Stored data entries
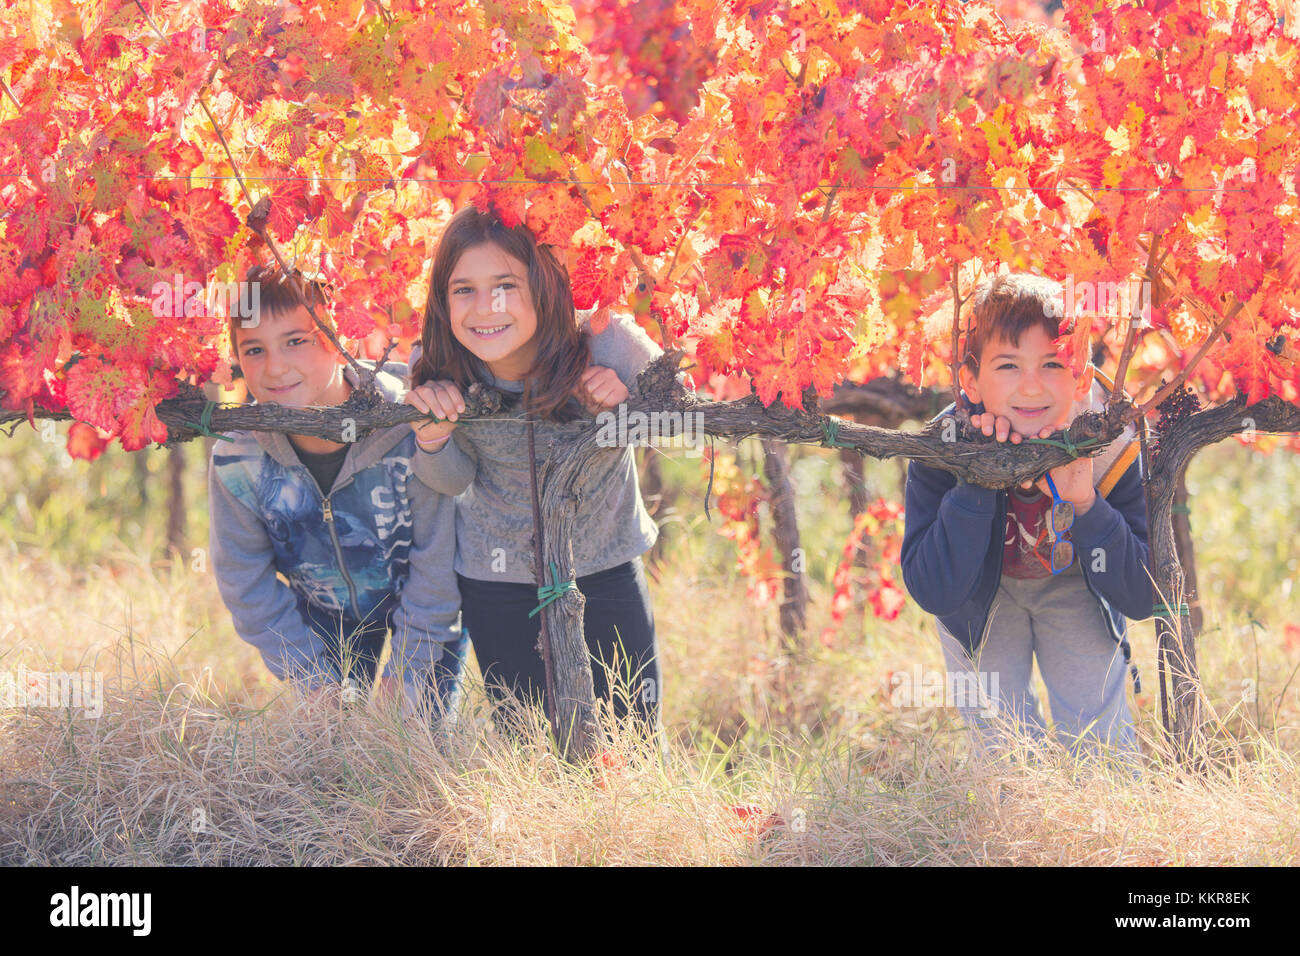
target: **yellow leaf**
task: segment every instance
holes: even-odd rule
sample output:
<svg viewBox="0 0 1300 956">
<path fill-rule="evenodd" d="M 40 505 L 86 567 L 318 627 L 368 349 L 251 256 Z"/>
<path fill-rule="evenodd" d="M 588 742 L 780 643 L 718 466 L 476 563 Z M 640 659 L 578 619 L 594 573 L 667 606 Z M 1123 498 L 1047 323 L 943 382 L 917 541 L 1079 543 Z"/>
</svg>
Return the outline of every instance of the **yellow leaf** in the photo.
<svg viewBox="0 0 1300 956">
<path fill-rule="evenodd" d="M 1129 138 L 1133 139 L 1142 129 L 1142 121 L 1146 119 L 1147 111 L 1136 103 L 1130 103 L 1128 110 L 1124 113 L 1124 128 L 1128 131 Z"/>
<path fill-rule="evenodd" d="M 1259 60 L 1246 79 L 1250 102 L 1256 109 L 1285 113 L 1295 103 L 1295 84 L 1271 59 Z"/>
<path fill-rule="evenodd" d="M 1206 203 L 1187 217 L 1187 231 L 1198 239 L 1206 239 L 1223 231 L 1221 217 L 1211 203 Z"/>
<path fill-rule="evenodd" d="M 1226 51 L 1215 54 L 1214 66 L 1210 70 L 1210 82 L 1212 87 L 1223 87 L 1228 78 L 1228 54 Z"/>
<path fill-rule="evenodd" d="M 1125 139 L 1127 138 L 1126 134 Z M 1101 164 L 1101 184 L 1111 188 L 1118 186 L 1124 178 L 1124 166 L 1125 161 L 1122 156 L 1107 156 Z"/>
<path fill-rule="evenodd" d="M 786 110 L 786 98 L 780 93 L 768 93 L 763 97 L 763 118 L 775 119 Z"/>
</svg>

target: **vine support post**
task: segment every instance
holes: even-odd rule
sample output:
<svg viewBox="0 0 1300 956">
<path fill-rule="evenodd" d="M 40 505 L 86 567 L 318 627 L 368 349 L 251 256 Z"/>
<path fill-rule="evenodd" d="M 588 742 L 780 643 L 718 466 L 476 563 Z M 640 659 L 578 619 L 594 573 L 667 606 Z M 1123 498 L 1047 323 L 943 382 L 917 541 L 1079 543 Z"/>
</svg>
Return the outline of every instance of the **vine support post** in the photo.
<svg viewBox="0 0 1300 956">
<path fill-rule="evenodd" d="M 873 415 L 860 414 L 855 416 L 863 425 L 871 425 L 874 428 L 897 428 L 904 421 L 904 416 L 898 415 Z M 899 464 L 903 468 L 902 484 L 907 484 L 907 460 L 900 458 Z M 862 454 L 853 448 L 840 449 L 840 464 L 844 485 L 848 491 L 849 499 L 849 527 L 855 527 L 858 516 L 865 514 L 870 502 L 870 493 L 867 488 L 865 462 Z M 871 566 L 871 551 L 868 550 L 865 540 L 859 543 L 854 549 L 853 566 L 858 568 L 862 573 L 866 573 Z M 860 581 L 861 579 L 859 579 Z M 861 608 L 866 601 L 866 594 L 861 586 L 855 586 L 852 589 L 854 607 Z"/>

• [THE PROBLEM]: Line count for the string "target": tally the lines of the records above that contain it and give only the result.

• [ANSWER]: 2